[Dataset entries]
○ ○ ○ ○ ○ ○ ○
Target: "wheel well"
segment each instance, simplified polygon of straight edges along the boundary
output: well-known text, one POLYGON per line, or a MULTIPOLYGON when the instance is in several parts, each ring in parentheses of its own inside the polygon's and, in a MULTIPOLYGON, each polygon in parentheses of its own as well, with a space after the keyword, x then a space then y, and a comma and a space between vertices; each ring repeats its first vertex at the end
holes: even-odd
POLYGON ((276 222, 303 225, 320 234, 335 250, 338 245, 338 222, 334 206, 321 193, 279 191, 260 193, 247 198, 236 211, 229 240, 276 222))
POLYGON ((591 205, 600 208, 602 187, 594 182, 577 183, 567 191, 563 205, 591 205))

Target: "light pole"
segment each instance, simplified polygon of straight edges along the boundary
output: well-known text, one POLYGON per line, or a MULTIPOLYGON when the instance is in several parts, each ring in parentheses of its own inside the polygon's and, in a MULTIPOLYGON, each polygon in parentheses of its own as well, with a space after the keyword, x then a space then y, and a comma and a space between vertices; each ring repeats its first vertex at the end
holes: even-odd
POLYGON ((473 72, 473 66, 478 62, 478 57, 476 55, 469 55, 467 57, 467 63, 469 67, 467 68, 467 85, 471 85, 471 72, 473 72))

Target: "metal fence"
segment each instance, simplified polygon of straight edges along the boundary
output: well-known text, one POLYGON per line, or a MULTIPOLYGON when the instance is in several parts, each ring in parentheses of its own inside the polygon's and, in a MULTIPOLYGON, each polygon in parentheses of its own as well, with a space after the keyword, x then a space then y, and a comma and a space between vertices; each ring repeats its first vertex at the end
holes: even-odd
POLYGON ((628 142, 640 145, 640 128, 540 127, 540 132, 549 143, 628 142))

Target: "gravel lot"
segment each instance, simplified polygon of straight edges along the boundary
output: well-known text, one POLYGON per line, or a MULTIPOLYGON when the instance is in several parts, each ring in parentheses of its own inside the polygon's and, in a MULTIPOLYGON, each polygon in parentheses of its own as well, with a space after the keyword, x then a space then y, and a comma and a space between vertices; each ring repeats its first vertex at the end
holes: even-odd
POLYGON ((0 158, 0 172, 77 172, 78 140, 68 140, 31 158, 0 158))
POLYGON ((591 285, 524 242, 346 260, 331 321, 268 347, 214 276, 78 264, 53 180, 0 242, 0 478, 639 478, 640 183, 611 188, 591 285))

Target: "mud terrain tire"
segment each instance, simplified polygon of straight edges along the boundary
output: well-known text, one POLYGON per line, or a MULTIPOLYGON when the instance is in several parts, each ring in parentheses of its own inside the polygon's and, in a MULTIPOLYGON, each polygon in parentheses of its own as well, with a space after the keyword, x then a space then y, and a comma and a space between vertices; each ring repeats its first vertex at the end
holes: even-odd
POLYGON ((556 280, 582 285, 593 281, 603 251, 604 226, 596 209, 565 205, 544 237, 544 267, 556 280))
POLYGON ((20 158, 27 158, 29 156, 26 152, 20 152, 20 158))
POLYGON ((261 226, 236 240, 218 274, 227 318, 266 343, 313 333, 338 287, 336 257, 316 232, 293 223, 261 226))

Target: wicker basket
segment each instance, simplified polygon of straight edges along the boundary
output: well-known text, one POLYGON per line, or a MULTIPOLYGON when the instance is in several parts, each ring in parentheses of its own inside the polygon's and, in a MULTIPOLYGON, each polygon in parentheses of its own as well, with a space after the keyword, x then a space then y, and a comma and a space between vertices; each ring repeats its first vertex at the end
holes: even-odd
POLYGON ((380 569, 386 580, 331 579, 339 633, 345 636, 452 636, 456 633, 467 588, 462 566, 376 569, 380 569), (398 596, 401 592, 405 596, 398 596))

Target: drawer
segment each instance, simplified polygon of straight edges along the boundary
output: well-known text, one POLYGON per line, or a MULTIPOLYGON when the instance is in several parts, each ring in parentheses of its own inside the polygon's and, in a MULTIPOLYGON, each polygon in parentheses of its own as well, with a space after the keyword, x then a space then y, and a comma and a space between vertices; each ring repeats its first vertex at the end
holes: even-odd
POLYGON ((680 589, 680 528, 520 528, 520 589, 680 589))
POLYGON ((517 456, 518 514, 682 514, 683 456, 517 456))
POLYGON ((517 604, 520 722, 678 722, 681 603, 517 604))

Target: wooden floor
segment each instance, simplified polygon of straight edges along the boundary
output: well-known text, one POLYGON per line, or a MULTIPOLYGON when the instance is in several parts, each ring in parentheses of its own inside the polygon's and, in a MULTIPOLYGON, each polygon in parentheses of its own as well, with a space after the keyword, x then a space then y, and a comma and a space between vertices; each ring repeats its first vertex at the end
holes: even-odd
○ ○ ○ ○ ○ ○ ○
**TASK TO COMPLETE**
The expected response is the full set of records, reproduced exactly.

**FINISHED EXERCISE**
Target: "wheel well"
segment each instance, simplified polygon of straight edges along the boundary
output: well-known text, one POLYGON per line, or a MULTIPOLYGON when the instance is in several parts, each ring in parentheses of its own inside the polygon's and, in a MULTIPOLYGON, each polygon in parentheses of its own as well, with a space after the keyword, x then a space then y, and a comma and a space between vertices; each ring repeats its first vertex at the end
holes: even-odd
POLYGON ((276 222, 303 225, 320 234, 335 250, 338 245, 338 222, 334 206, 321 193, 279 191, 260 193, 247 198, 236 211, 229 240, 276 222))
POLYGON ((591 205, 600 208, 602 187, 594 182, 577 183, 567 191, 563 205, 591 205))

Target: "light pole"
segment each instance, simplified polygon of straight edges along the boundary
output: well-known text, one POLYGON per line, or a MULTIPOLYGON when the instance is in several parts, each ring in parentheses of its own inside the polygon's and, in a MULTIPOLYGON, each polygon in parentheses of its own as well, with a space after the keyword, x then a space then y, and a comma and a space between vertices; each ring repeats its first vertex at the end
holes: even-odd
POLYGON ((473 72, 473 66, 478 62, 478 57, 476 55, 469 55, 467 57, 467 63, 469 67, 467 68, 467 85, 471 85, 471 72, 473 72))

Target: "metal fence"
segment each instance, simplified polygon of straight edges along the boundary
output: well-known text, one POLYGON per line, or a MULTIPOLYGON when the instance is in several parts, each ring in parentheses of its own inside the polygon's and, in a MULTIPOLYGON, each polygon in parentheses of its own as well, with a space after the keyword, x then a space then y, and a comma and a space between vertices; each ring repeats its first vertex at the end
holes: even-odd
POLYGON ((628 142, 640 145, 640 128, 540 127, 540 132, 549 143, 628 142))

Target: "gravel lot"
segment each instance, simplified polygon of straight edges along the boundary
output: well-known text, one POLYGON per line, or a MULTIPOLYGON when the instance is in several parts, each ring in parentheses of its own inside the polygon's and, in a MULTIPOLYGON, each polygon in parentheses of its own as well, with a space after the keyword, x then a space then y, and a comma and a space between vertices; each ring repeats its first vertex at the end
holes: even-odd
POLYGON ((0 158, 0 172, 77 172, 78 140, 68 140, 31 158, 0 158))
POLYGON ((591 285, 524 242, 346 260, 331 321, 268 347, 214 276, 78 264, 53 180, 0 242, 0 478, 639 478, 640 183, 611 188, 591 285))

Target: "mud terrain tire"
segment each instance, simplified polygon of straight edges along the boundary
output: well-known text, one POLYGON per line, or a MULTIPOLYGON when the instance is in several parts, each ring in parentheses of its own inside the polygon's and, in a MULTIPOLYGON, each polygon in parentheses of its own as well, with a space after the keyword, x then a space then y, and a comma and a space between vertices; each ring repeats its first vertex at the end
holes: even-odd
POLYGON ((556 280, 582 285, 593 281, 603 251, 604 226, 596 209, 565 205, 544 237, 544 267, 556 280))
POLYGON ((20 158, 27 158, 29 156, 26 152, 20 152, 20 158))
POLYGON ((261 226, 236 240, 218 274, 227 318, 266 343, 313 333, 338 287, 336 257, 316 232, 293 223, 261 226))

Target: wicker basket
segment each instance, simplified polygon of straight edges along the boundary
output: well-known text, one POLYGON per line, or a MULTIPOLYGON when the instance is in several parts, each ring in parentheses of its own inside the polygon's and, in a MULTIPOLYGON, each polygon in parentheses of its own as well, with a space after the keyword, x then a space then y, and a comma and a space between vertices; each ring repeats its first vertex at the end
holes: even-odd
POLYGON ((380 569, 386 580, 331 579, 339 633, 345 636, 452 636, 456 633, 467 588, 462 566, 376 569, 380 569), (398 596, 401 592, 405 596, 398 596))

Target: drawer
segment each instance, simplified polygon of straight edges along the boundary
output: well-known text, one POLYGON per line, or a MULTIPOLYGON when the instance is in several parts, each ring in parentheses of its own inside the polygon's and, in a MULTIPOLYGON, each polygon in parentheses of its own as well, with a space after the keyword, x then a space then y, and a comma and a space between vertices; each ring repeats its first vertex at the end
holes: even-odd
POLYGON ((680 589, 680 528, 520 528, 520 589, 680 589))
POLYGON ((517 456, 518 514, 682 514, 683 456, 517 456))
POLYGON ((517 604, 520 722, 678 722, 681 603, 517 604))

Target: wooden floor
segment each instance, simplified polygon of straight edges along the boundary
output: well-known text, one POLYGON per line, or a MULTIPOLYGON when the instance is in several parts, each ring in parentheses of its own inside the polygon's and, in a MULTIPOLYGON, each polygon in parentheses of its own as well, with a space after the keyword, x then a space then y, and a comma and a space between vertices; each ring repeats its first vertex at the end
holes: even-odd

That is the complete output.